● What you will do: Your answer should consist of the lines in the following data that contain "petal".

● Image point grounding data:
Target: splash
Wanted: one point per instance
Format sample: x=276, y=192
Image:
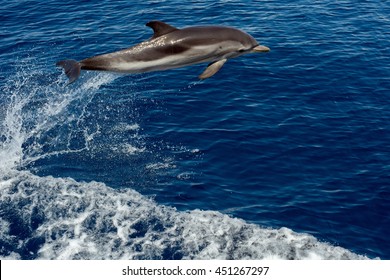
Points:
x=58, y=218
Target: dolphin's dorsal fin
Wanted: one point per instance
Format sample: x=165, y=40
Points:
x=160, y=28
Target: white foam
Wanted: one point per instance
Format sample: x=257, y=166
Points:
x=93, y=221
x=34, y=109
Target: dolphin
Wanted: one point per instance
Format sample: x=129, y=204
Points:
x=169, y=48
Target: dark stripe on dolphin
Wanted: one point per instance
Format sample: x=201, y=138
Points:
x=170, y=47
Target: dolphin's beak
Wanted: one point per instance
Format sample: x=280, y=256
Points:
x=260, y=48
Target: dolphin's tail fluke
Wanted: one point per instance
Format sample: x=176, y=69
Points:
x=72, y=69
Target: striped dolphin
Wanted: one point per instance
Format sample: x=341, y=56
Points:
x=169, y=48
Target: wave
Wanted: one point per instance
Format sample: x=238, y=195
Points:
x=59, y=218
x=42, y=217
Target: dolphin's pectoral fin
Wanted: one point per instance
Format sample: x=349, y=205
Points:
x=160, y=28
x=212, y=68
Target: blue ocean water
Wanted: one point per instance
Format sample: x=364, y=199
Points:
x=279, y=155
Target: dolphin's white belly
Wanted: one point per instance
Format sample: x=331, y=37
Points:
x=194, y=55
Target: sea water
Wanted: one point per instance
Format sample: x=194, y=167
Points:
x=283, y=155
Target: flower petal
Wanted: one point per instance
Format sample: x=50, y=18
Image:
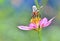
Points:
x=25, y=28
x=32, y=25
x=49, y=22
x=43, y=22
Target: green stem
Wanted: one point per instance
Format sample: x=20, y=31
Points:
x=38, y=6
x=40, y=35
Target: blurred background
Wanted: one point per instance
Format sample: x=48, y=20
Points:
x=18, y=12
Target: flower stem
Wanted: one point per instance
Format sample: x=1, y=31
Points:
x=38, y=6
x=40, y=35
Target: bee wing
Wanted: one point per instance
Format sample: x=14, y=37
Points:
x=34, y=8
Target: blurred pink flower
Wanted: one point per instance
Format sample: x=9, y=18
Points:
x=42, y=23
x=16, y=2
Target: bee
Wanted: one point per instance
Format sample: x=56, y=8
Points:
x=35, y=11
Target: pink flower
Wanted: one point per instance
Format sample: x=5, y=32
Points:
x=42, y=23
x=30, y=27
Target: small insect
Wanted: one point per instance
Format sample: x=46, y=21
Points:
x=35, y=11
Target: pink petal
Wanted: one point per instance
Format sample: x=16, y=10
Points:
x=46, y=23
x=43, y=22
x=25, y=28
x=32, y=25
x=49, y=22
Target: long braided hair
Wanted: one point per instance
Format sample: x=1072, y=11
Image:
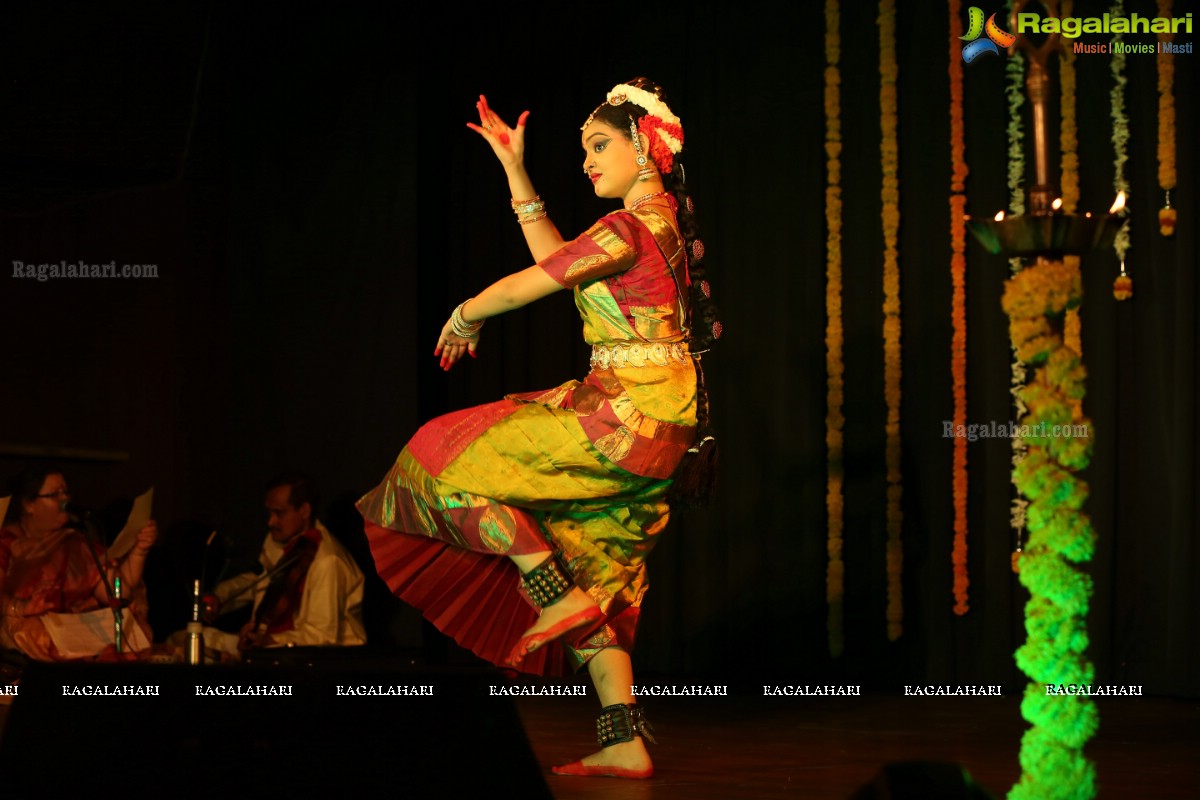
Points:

● Task output:
Target: flower petal
Target: pink petal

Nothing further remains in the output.